◆ WHAT THE EXERCISE ASKS ◆
Rewrite everything from the start of the material down through the line containing "6L385 36L369 28ZM448", changing "rough mask" to "coarse mask" and leaving the rest as it is.

* * * * *

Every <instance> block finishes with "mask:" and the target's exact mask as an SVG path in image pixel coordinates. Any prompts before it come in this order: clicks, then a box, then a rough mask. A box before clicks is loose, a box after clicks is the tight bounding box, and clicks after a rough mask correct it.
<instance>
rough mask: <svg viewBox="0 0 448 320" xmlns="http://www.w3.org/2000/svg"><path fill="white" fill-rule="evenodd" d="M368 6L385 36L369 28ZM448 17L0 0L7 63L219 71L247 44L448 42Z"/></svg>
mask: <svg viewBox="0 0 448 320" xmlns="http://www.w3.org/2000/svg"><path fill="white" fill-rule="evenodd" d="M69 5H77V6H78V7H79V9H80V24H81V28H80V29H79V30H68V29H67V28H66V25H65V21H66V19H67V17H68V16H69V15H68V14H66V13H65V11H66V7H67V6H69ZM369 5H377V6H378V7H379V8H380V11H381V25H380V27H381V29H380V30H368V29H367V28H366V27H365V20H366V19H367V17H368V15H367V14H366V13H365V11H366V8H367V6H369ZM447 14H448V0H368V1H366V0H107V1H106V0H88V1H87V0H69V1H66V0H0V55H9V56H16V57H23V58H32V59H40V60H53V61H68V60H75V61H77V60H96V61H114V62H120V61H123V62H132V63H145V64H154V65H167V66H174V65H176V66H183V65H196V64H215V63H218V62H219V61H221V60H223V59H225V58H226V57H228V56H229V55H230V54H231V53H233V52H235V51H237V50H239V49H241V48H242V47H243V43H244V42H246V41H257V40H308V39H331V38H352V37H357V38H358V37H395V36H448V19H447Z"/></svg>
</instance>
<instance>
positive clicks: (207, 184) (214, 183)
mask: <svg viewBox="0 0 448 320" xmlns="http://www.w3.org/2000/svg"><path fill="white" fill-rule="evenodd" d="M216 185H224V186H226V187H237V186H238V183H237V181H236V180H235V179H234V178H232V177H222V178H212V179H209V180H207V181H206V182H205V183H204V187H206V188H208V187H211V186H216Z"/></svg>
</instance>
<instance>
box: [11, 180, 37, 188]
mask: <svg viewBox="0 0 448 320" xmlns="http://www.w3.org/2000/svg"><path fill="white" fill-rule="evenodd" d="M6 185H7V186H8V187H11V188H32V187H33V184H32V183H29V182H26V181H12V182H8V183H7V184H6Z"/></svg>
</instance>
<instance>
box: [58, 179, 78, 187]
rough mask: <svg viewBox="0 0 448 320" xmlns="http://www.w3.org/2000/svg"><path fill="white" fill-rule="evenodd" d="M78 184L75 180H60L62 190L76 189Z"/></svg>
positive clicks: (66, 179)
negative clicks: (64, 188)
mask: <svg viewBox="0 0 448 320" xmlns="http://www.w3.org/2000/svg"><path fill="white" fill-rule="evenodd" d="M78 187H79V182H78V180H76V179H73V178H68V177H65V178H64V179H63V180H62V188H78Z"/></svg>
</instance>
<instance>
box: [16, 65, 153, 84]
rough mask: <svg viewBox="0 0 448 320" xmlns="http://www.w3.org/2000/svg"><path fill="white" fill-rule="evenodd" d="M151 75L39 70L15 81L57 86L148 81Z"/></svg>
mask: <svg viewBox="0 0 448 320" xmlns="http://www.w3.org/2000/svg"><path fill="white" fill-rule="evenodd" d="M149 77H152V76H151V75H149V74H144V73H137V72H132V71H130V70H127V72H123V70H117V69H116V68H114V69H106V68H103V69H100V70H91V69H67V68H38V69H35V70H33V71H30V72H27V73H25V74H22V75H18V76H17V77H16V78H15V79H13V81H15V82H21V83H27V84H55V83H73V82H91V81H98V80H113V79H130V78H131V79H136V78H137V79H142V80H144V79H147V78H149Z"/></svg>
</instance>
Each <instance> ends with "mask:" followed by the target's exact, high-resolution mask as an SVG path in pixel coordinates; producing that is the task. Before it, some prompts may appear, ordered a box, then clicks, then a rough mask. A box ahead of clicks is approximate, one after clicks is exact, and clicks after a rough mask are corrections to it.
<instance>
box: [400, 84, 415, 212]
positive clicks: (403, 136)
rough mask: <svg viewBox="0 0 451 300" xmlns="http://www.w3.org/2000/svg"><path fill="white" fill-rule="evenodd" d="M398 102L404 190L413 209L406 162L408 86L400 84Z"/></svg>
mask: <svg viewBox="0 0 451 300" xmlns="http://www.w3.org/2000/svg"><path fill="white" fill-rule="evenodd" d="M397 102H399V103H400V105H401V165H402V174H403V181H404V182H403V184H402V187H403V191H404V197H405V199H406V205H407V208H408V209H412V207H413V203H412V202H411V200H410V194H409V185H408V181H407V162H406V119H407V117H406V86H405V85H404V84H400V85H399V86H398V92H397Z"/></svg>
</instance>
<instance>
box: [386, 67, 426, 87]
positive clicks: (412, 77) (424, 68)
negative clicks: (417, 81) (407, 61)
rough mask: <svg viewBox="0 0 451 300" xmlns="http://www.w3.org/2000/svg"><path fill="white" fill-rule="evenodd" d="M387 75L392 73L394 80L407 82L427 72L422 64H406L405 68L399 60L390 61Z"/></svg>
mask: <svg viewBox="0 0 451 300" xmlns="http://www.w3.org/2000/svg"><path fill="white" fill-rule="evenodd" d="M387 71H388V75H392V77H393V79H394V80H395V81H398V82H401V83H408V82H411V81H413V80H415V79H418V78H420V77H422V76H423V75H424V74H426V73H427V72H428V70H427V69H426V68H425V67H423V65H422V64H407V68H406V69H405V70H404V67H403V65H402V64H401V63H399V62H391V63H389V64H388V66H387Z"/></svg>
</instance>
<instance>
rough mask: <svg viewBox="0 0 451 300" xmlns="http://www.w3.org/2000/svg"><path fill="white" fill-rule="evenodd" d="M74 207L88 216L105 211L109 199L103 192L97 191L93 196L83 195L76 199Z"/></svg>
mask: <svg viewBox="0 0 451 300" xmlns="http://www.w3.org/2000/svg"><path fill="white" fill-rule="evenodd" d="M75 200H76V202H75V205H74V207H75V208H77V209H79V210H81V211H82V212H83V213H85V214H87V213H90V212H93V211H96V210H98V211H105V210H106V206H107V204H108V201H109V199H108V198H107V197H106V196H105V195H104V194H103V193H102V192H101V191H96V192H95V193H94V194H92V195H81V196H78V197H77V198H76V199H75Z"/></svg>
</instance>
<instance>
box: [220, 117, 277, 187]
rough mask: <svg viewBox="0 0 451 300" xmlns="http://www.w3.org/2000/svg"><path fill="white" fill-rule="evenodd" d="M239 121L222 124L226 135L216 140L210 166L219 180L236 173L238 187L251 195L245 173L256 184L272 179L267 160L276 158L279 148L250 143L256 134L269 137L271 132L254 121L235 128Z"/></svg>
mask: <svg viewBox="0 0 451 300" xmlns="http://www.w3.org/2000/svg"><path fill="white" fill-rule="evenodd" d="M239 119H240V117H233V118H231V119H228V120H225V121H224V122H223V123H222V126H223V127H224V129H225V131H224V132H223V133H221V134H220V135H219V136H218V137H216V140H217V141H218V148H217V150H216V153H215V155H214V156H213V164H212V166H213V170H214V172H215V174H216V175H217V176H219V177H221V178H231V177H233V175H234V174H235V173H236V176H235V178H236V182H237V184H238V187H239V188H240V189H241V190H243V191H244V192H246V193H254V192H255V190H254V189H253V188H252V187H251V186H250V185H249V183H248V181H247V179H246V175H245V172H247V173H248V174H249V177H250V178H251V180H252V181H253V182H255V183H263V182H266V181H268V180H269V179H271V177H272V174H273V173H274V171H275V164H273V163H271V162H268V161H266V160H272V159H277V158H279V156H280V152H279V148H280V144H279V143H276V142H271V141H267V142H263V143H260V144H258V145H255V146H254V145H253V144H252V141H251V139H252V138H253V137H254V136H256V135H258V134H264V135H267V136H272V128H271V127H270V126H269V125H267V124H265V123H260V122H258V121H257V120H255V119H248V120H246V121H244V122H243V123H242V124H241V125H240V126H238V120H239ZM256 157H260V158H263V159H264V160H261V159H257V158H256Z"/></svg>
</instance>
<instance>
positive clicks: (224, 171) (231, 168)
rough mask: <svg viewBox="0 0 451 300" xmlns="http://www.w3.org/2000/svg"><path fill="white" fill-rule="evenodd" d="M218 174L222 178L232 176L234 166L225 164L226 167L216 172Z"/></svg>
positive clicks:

* * * * *

◆ RESULT ◆
Every <instance> block finishes with "mask:" and the target's exact mask as an SVG path in image pixel coordinates. Any prompts before it come in this order: clicks, then a box, then a coarse mask. A box before clicks is loose, a box after clicks is the tight bounding box, and clicks after a coarse mask correct it.
<instance>
coarse mask: <svg viewBox="0 0 448 320" xmlns="http://www.w3.org/2000/svg"><path fill="white" fill-rule="evenodd" d="M368 6L385 36L369 28ZM448 17L0 0L7 63L219 71L247 44L448 42Z"/></svg>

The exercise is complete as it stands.